Goal of the exercise:
Print verbatim the lines of the entries from the one containing "the metal grille" to the last, inclusive, and no others.

Coordinate annotation entries
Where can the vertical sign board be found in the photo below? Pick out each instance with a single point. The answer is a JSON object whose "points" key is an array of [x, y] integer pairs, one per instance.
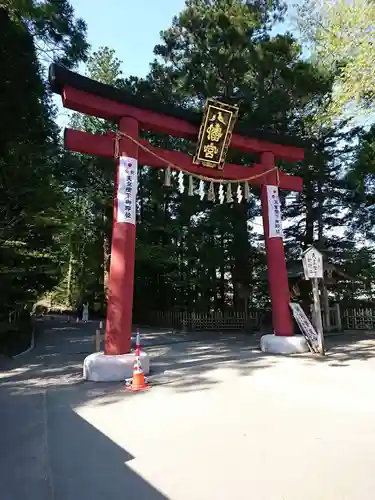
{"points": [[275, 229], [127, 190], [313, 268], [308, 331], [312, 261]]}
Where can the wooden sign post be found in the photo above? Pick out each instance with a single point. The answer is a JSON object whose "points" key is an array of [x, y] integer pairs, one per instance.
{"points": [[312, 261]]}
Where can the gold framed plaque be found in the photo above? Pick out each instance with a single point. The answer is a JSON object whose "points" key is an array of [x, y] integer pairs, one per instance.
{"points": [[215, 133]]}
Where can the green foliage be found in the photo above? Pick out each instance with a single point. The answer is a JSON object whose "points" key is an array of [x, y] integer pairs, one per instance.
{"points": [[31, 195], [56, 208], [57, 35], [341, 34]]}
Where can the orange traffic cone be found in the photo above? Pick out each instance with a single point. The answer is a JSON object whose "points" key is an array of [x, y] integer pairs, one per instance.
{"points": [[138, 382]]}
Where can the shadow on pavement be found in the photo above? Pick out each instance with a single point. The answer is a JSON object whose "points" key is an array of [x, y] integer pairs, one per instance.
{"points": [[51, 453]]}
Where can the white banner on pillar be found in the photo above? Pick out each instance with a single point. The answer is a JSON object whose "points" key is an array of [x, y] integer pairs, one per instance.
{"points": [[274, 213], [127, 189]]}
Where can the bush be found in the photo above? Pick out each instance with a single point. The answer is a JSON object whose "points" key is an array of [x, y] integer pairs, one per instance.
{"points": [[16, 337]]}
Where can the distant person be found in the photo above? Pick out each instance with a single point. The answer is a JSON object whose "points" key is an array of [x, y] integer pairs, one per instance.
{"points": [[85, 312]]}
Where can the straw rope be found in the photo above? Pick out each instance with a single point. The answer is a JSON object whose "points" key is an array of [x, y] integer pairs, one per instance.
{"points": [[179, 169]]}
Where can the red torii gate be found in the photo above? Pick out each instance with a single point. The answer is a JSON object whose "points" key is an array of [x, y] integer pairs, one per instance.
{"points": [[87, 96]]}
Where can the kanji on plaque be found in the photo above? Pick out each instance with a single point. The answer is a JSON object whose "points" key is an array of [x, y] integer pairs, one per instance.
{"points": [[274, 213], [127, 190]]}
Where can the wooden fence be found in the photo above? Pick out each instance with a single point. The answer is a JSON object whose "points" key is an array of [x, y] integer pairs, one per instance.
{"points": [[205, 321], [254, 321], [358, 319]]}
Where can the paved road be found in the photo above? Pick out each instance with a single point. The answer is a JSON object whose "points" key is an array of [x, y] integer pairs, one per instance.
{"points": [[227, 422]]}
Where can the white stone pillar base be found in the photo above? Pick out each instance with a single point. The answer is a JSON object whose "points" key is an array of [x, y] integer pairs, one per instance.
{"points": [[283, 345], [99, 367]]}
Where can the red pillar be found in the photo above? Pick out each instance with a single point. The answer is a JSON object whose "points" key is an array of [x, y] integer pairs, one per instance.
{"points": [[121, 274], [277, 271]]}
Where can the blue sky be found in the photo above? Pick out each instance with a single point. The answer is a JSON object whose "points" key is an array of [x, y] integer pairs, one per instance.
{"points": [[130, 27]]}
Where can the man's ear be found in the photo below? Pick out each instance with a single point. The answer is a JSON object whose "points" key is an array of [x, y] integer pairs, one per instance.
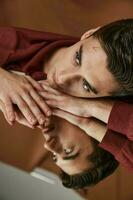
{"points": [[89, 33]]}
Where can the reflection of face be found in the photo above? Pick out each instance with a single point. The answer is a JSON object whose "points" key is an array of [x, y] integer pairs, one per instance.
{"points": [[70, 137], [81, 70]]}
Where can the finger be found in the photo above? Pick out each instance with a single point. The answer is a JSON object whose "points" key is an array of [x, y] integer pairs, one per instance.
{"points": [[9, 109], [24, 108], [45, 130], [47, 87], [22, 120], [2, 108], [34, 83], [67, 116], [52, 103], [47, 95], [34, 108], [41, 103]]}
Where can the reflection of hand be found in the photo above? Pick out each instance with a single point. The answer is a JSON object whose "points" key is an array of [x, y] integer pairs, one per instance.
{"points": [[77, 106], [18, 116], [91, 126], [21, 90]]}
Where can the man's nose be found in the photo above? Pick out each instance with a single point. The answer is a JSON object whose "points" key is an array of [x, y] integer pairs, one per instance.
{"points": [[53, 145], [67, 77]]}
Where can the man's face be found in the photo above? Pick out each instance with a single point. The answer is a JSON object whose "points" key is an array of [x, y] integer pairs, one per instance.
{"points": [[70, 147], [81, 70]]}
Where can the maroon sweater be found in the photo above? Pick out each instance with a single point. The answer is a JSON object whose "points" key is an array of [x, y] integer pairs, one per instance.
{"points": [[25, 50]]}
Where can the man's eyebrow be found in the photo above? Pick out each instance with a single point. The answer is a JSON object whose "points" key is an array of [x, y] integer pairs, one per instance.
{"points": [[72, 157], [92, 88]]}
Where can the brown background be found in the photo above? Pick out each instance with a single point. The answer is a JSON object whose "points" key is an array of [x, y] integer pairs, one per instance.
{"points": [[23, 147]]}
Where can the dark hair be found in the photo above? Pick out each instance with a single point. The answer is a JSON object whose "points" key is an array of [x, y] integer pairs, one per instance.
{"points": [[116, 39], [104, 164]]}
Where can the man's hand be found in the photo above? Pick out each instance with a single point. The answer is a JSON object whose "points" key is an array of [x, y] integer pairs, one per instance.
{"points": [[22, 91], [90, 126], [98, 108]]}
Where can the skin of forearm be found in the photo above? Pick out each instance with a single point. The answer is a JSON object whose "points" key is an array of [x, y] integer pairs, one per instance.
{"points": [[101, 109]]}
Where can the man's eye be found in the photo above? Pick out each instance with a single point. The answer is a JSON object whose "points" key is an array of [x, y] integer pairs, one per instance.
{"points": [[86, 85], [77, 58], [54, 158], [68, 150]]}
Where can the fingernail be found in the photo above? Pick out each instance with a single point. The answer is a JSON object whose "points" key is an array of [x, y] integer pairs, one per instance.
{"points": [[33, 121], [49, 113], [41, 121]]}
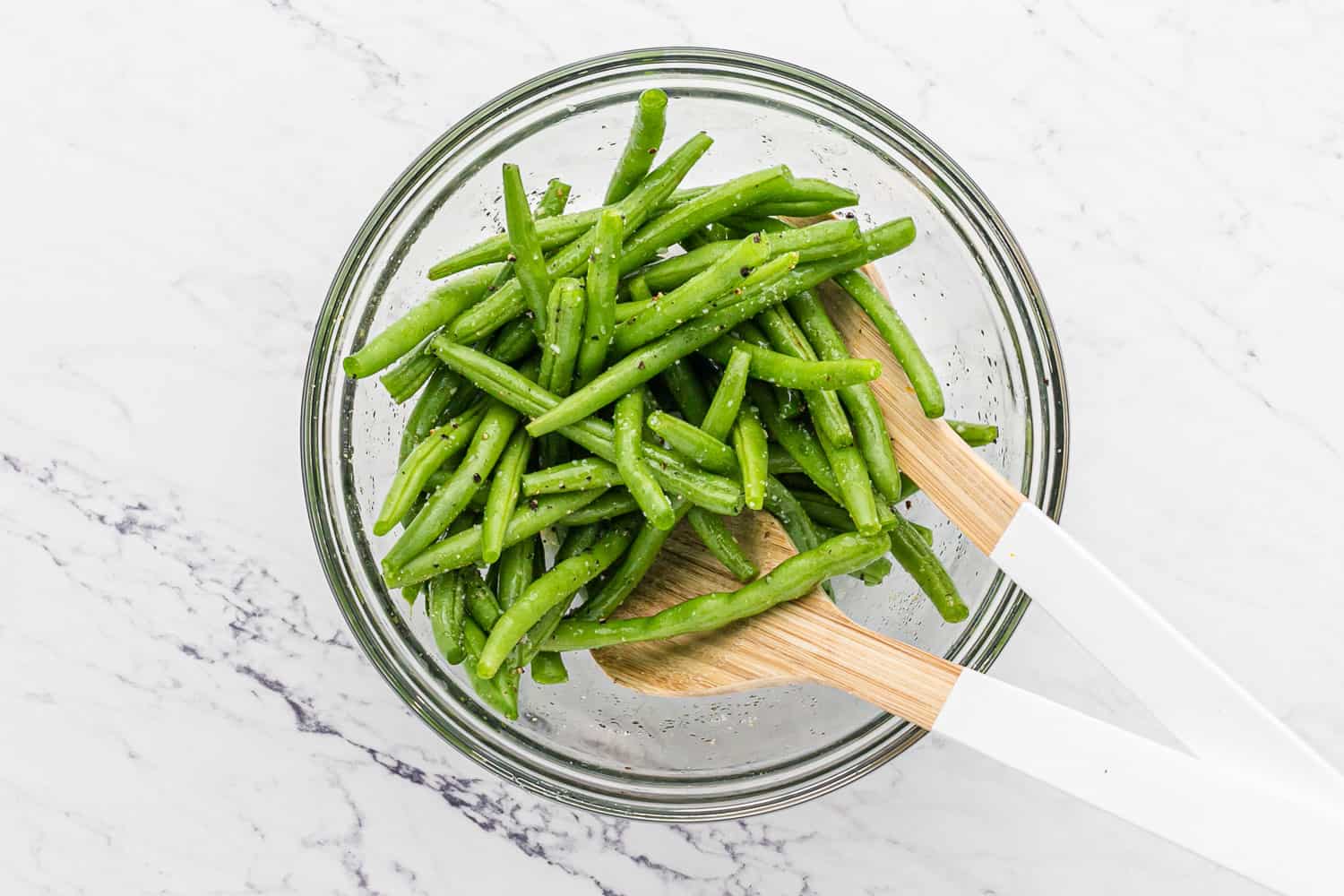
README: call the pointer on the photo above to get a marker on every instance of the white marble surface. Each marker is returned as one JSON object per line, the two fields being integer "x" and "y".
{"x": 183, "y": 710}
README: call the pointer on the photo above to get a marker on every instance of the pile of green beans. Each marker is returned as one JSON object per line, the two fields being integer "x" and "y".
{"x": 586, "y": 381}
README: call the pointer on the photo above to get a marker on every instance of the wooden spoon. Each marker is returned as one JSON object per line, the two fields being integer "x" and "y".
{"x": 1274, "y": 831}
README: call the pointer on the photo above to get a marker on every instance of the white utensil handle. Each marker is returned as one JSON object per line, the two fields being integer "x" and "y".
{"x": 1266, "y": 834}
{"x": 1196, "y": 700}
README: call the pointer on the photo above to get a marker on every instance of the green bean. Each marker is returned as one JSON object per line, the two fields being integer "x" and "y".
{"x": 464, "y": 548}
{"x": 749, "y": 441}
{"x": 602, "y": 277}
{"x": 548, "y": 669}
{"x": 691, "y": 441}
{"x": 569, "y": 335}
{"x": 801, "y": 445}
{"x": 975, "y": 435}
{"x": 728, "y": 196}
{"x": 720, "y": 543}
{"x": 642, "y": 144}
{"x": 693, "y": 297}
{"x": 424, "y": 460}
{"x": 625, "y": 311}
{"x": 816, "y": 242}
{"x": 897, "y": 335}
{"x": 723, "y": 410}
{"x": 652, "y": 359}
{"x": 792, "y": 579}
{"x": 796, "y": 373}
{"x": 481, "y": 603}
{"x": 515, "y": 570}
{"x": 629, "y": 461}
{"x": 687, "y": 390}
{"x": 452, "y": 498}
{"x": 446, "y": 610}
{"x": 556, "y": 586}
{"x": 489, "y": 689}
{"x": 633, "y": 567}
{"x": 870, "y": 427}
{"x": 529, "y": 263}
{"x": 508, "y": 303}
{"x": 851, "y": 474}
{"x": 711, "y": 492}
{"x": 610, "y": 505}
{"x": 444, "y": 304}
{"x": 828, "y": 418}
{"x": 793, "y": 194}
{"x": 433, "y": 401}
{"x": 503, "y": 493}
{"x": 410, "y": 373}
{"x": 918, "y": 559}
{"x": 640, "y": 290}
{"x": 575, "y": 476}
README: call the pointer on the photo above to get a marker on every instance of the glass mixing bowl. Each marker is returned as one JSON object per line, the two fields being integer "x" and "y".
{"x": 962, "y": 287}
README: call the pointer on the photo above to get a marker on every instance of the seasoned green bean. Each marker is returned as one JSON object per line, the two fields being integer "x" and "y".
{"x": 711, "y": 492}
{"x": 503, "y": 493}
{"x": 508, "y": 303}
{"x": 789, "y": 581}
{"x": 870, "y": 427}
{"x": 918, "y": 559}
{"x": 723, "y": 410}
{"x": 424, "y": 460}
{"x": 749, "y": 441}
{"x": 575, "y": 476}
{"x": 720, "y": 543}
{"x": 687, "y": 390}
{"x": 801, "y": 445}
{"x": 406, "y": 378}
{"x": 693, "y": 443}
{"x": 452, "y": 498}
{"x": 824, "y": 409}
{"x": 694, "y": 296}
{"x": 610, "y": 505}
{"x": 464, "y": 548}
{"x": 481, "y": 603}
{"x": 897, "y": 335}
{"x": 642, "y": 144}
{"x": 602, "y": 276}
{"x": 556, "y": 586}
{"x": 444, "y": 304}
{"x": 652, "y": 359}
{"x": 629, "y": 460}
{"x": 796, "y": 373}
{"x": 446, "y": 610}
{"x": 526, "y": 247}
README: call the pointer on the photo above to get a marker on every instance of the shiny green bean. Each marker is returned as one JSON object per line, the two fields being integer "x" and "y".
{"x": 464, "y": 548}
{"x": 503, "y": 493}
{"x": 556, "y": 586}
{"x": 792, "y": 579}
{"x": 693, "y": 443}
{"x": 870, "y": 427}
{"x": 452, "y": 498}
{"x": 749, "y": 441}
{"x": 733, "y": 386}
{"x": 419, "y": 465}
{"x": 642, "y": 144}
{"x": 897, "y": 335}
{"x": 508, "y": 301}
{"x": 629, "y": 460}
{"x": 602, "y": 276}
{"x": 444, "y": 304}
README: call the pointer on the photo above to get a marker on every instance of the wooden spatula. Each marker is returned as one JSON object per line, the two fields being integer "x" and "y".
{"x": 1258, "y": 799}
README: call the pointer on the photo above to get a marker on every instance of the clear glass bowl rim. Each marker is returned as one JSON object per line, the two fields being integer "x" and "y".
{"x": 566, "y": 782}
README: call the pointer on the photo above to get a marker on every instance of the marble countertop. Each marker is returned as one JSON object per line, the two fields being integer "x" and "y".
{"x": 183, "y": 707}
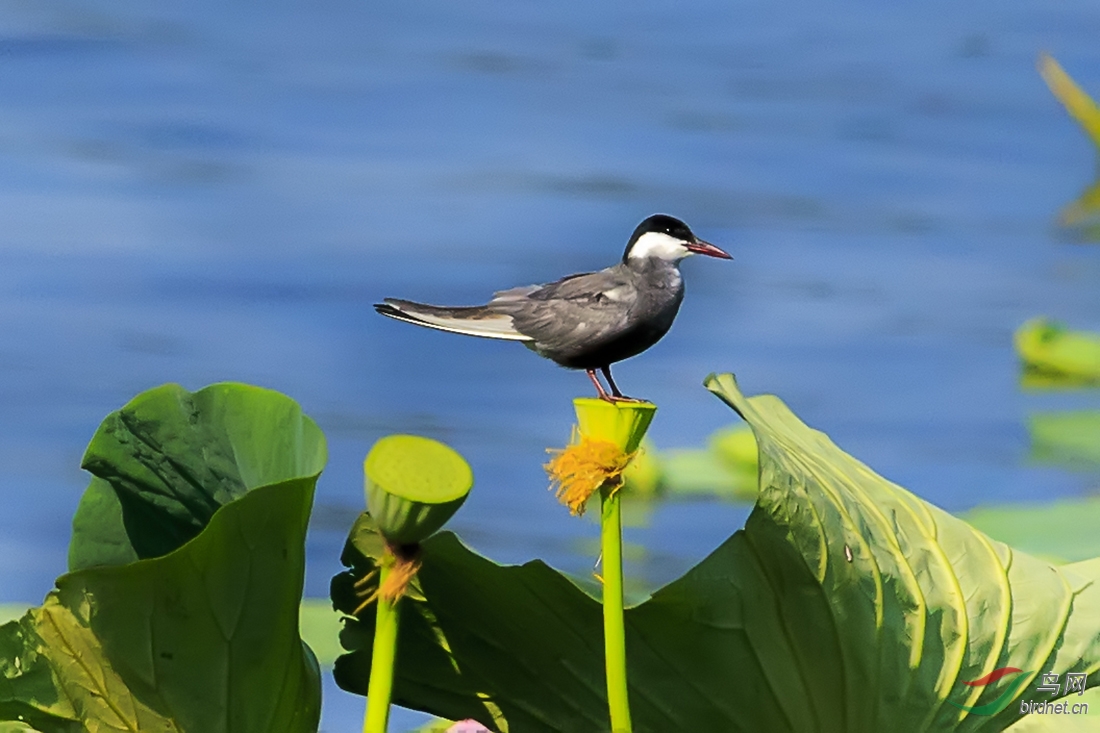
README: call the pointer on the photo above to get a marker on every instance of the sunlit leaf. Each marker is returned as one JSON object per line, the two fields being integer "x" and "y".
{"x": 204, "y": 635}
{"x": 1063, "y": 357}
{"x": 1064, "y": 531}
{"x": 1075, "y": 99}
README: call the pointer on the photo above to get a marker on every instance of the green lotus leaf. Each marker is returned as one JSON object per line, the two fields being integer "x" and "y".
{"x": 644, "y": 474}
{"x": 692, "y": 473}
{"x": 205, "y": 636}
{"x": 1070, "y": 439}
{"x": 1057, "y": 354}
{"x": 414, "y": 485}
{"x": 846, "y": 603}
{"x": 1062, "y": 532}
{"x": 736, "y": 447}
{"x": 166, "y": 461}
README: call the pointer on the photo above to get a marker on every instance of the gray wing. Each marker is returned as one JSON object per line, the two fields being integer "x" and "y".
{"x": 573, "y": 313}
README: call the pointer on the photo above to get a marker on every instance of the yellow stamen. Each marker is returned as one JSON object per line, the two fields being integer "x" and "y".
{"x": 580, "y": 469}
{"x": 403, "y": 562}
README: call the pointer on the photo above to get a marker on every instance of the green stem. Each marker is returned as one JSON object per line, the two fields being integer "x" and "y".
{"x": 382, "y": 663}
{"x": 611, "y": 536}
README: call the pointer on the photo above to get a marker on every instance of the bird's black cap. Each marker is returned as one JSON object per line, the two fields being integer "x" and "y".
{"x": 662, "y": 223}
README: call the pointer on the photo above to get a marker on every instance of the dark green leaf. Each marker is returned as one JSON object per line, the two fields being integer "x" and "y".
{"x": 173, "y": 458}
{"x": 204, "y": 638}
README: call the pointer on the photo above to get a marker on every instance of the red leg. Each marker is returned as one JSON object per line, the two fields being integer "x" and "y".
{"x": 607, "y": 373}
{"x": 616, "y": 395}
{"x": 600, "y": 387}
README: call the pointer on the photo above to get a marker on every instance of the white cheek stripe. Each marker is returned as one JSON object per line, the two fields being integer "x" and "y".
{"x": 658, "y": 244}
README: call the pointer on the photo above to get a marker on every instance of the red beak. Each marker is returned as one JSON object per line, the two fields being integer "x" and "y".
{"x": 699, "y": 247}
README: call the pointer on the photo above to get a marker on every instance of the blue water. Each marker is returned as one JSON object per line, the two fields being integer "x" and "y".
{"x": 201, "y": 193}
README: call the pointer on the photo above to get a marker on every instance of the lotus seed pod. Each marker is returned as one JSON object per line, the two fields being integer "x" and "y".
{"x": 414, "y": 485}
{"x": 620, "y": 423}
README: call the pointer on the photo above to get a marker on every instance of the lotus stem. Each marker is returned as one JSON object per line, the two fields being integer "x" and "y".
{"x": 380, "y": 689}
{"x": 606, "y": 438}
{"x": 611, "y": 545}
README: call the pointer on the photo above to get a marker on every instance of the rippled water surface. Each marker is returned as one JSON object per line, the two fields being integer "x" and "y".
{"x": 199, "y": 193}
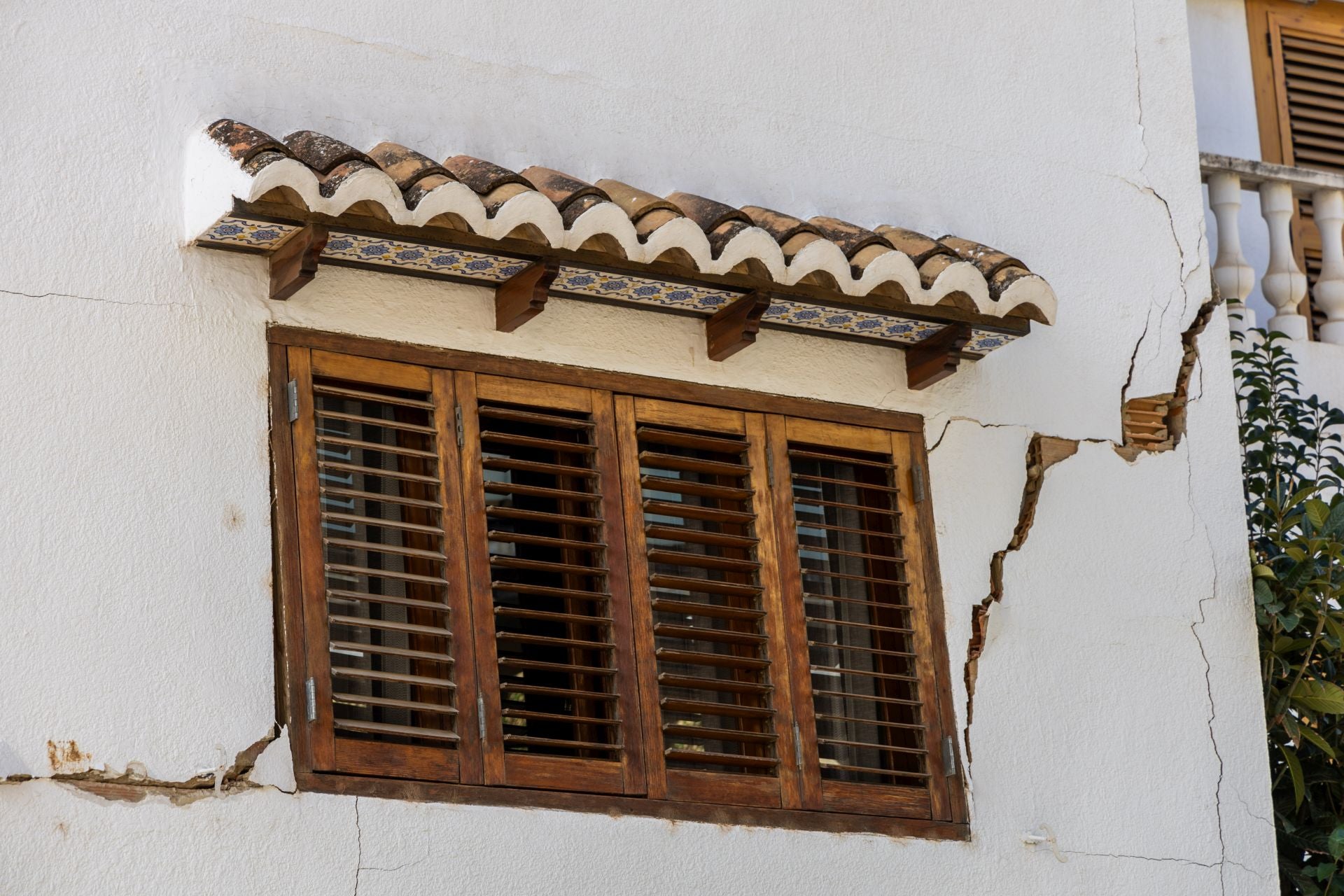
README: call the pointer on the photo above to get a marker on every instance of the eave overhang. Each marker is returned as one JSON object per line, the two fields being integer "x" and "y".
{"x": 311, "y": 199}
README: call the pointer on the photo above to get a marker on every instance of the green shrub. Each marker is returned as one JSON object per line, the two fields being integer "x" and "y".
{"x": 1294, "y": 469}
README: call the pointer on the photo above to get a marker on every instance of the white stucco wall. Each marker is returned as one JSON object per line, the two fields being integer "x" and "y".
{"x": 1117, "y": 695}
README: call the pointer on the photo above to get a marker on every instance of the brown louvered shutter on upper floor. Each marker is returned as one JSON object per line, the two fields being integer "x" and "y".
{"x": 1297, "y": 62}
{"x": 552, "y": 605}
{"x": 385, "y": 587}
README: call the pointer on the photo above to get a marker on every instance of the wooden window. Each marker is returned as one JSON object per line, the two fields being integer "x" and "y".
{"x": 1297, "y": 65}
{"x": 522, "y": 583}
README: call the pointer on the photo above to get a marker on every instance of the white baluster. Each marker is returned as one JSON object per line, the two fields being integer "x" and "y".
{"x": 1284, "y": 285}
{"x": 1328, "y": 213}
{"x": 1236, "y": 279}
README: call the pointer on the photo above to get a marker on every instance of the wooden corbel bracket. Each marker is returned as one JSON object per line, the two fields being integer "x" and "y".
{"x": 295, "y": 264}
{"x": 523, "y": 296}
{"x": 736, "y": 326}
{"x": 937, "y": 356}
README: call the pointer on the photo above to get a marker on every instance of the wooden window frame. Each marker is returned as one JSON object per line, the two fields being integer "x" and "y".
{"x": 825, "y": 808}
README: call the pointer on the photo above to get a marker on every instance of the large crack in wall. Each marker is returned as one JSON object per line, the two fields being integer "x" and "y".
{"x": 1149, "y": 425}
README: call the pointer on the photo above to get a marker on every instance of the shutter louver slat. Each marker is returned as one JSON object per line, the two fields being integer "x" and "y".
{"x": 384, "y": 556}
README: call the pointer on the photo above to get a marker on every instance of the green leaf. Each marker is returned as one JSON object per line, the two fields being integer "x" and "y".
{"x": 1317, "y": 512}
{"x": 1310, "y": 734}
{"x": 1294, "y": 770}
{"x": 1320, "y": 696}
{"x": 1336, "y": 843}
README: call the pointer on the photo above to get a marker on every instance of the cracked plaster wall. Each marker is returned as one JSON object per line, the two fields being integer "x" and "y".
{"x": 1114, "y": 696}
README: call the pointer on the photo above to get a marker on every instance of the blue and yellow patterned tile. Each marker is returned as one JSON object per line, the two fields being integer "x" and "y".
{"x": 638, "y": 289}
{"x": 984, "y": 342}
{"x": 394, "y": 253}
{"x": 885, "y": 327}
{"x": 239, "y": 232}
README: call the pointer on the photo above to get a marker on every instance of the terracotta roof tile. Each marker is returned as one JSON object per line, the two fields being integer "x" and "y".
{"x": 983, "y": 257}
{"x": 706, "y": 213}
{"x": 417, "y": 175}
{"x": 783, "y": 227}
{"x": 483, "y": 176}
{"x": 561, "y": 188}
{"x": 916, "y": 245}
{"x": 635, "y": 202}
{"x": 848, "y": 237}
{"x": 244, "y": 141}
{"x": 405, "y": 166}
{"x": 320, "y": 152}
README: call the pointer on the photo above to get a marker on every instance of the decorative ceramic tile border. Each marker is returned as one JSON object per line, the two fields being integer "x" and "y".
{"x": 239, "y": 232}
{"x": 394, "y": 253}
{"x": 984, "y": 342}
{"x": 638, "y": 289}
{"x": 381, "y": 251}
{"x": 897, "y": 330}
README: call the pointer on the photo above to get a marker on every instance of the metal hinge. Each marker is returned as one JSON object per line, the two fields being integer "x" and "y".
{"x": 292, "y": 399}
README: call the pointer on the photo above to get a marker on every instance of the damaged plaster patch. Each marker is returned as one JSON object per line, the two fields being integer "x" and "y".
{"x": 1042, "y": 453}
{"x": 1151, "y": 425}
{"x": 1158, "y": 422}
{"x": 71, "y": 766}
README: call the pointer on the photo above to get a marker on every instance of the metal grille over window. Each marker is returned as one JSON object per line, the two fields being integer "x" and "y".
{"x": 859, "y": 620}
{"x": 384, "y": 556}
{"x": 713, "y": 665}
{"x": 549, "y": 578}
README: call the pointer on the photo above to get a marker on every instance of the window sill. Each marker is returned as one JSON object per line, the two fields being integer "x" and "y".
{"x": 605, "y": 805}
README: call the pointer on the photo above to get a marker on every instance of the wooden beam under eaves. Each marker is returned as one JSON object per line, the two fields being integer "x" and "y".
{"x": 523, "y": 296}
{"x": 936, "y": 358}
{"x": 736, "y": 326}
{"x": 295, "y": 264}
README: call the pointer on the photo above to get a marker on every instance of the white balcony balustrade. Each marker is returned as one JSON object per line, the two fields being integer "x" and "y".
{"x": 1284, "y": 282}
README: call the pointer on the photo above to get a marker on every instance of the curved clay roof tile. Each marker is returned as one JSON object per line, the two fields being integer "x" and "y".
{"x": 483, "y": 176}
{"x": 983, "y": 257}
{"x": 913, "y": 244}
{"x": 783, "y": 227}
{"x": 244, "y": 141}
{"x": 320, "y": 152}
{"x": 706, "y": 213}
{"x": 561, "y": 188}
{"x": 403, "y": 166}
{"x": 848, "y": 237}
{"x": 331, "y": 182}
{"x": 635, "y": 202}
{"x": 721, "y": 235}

Answer to the problem:
README: call the pointer on the photo above to get a marker on every instance of the metal grille over window. Each marker is returned as one JSON object per line, the two fields being integer "x" and "y".
{"x": 859, "y": 620}
{"x": 384, "y": 556}
{"x": 713, "y": 665}
{"x": 549, "y": 578}
README: call the pointer on the photo above to get a marker on every instance of the window sill. Each marker is returned as one JSON object per line, the two fields being integer "x" and "y".
{"x": 605, "y": 805}
README: call the pointer on the photo above to get a marker on every instance of the wooden beam under eaves. Each marker is returned as one JSON object per line, the two fields being integer "x" and "y".
{"x": 523, "y": 296}
{"x": 936, "y": 358}
{"x": 736, "y": 326}
{"x": 295, "y": 264}
README: call the pointer on the photo above to get a marker on every instance of the white balcony balustrade. Each marker is returned as one JSON object per line, the two fields being integer "x" and "y".
{"x": 1284, "y": 282}
README: call the pointer on the photo above to get a marker on every instance of the curved clay roof tile. Each marker is returned as one JSON object per line, the two fields being integer "x" and "y".
{"x": 483, "y": 176}
{"x": 983, "y": 257}
{"x": 913, "y": 244}
{"x": 783, "y": 227}
{"x": 244, "y": 141}
{"x": 320, "y": 152}
{"x": 706, "y": 213}
{"x": 561, "y": 188}
{"x": 403, "y": 166}
{"x": 848, "y": 237}
{"x": 331, "y": 182}
{"x": 635, "y": 202}
{"x": 721, "y": 235}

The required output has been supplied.